== Directions for this task ==
As soon as the line containing "task | identify every instance of the man with" appears in the material below, start returning lines exactly, and end with the line containing "task | identify every instance of the sweater".

== Provided information ==
*** Begin section ***
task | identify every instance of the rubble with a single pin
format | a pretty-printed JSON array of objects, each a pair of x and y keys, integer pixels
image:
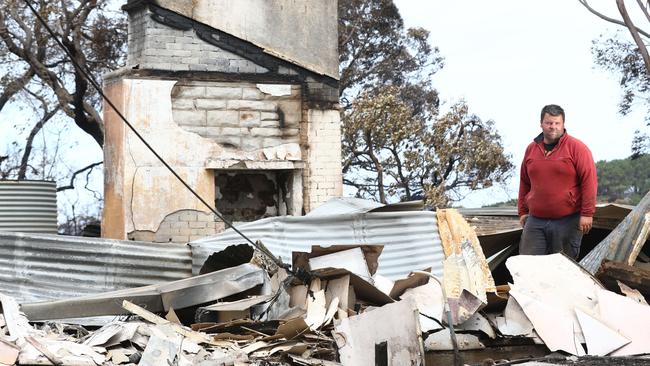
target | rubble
[{"x": 333, "y": 308}]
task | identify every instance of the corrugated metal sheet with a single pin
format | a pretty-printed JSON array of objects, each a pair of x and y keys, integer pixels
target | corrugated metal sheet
[
  {"x": 410, "y": 239},
  {"x": 41, "y": 267},
  {"x": 28, "y": 206},
  {"x": 619, "y": 243}
]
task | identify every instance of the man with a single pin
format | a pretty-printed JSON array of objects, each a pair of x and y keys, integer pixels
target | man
[{"x": 557, "y": 190}]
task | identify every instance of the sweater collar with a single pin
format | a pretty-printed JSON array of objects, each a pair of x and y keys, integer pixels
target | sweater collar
[{"x": 540, "y": 138}]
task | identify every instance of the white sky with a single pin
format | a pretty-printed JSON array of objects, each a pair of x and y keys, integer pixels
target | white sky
[
  {"x": 509, "y": 58},
  {"x": 506, "y": 58}
]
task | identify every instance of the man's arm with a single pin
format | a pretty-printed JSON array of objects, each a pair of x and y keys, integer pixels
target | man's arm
[
  {"x": 588, "y": 178},
  {"x": 524, "y": 188}
]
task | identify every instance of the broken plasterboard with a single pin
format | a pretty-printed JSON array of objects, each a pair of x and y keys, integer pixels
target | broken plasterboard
[
  {"x": 430, "y": 303},
  {"x": 601, "y": 340},
  {"x": 627, "y": 317},
  {"x": 553, "y": 284},
  {"x": 389, "y": 333}
]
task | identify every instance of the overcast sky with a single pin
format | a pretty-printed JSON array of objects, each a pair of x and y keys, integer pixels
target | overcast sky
[{"x": 508, "y": 58}]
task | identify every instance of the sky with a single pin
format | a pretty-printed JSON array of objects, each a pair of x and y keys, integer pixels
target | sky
[
  {"x": 509, "y": 58},
  {"x": 506, "y": 58}
]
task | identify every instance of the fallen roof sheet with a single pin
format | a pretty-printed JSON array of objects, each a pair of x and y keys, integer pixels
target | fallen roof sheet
[
  {"x": 618, "y": 245},
  {"x": 39, "y": 267},
  {"x": 410, "y": 239}
]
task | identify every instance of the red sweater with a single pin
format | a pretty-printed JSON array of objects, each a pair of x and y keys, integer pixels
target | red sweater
[{"x": 558, "y": 184}]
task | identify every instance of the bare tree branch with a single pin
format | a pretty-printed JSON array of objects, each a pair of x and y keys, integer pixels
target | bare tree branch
[
  {"x": 22, "y": 171},
  {"x": 635, "y": 34},
  {"x": 609, "y": 19},
  {"x": 74, "y": 175}
]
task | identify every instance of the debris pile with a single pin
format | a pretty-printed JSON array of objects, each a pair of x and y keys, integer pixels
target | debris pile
[{"x": 332, "y": 307}]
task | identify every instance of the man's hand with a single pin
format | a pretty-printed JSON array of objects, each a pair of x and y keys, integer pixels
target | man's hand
[
  {"x": 522, "y": 220},
  {"x": 585, "y": 224}
]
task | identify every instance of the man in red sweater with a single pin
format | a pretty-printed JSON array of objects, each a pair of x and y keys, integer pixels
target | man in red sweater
[{"x": 557, "y": 189}]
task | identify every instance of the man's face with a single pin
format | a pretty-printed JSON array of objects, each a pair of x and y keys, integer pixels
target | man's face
[{"x": 552, "y": 128}]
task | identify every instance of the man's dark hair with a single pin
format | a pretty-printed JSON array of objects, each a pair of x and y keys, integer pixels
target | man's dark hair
[{"x": 553, "y": 110}]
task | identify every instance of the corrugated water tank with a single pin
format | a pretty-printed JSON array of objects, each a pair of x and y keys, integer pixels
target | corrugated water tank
[{"x": 28, "y": 206}]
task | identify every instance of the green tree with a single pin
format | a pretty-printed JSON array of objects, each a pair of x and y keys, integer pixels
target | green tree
[
  {"x": 623, "y": 180},
  {"x": 629, "y": 58},
  {"x": 395, "y": 142}
]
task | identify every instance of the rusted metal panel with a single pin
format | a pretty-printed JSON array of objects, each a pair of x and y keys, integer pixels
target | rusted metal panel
[
  {"x": 39, "y": 267},
  {"x": 28, "y": 206}
]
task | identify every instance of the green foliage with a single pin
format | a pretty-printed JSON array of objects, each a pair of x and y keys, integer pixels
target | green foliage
[
  {"x": 623, "y": 180},
  {"x": 396, "y": 145}
]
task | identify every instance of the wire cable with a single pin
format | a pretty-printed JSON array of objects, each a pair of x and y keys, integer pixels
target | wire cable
[{"x": 90, "y": 79}]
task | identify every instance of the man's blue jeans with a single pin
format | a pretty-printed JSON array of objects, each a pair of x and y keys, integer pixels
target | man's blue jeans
[{"x": 548, "y": 236}]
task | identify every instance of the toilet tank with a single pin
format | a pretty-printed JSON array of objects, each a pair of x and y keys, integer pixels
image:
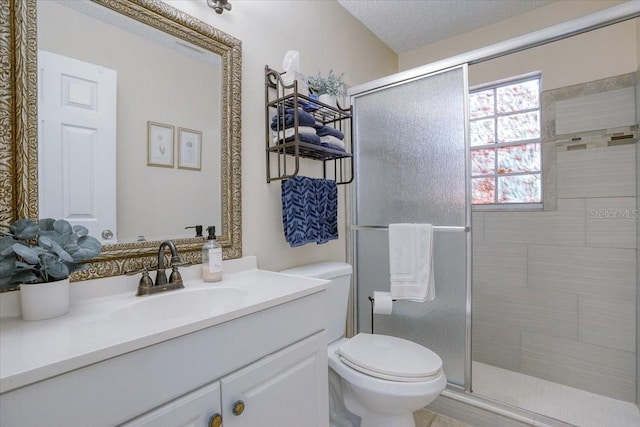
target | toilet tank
[{"x": 339, "y": 273}]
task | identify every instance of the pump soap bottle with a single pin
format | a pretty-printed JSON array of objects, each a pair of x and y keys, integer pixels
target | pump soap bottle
[{"x": 211, "y": 258}]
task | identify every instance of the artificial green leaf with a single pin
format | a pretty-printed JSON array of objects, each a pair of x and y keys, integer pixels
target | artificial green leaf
[
  {"x": 6, "y": 244},
  {"x": 7, "y": 267},
  {"x": 25, "y": 229},
  {"x": 47, "y": 243},
  {"x": 80, "y": 230},
  {"x": 62, "y": 227},
  {"x": 57, "y": 270},
  {"x": 25, "y": 276},
  {"x": 26, "y": 253}
]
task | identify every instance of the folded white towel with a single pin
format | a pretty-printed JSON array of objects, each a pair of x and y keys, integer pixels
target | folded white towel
[
  {"x": 288, "y": 133},
  {"x": 330, "y": 139},
  {"x": 411, "y": 262}
]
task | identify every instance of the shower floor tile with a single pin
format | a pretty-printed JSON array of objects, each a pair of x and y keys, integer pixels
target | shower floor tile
[{"x": 558, "y": 401}]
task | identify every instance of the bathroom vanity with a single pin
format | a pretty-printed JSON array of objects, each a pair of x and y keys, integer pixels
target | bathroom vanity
[{"x": 247, "y": 351}]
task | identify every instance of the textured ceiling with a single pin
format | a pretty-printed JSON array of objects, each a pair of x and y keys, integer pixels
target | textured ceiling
[{"x": 406, "y": 25}]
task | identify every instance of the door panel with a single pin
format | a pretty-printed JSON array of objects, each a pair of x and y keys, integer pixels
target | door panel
[{"x": 77, "y": 143}]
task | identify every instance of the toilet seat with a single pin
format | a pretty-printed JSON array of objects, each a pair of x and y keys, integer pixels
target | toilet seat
[{"x": 390, "y": 358}]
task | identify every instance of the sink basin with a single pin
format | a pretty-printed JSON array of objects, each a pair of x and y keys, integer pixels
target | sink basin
[{"x": 183, "y": 303}]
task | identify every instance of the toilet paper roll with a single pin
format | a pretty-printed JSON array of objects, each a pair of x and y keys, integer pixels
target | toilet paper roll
[{"x": 382, "y": 302}]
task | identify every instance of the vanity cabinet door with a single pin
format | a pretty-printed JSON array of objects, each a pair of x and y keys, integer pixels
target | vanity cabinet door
[
  {"x": 195, "y": 409},
  {"x": 285, "y": 389}
]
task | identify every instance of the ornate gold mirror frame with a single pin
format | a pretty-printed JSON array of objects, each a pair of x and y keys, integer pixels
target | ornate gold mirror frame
*** End section ***
== Worked solution ==
task | identify every instance of the man with a single pin
format | a pretty-printed JSON array of objects, each a pair of x and y keys, integer pixels
target | man
[{"x": 557, "y": 190}]
task | identify every instance of the sweater collar with a single pin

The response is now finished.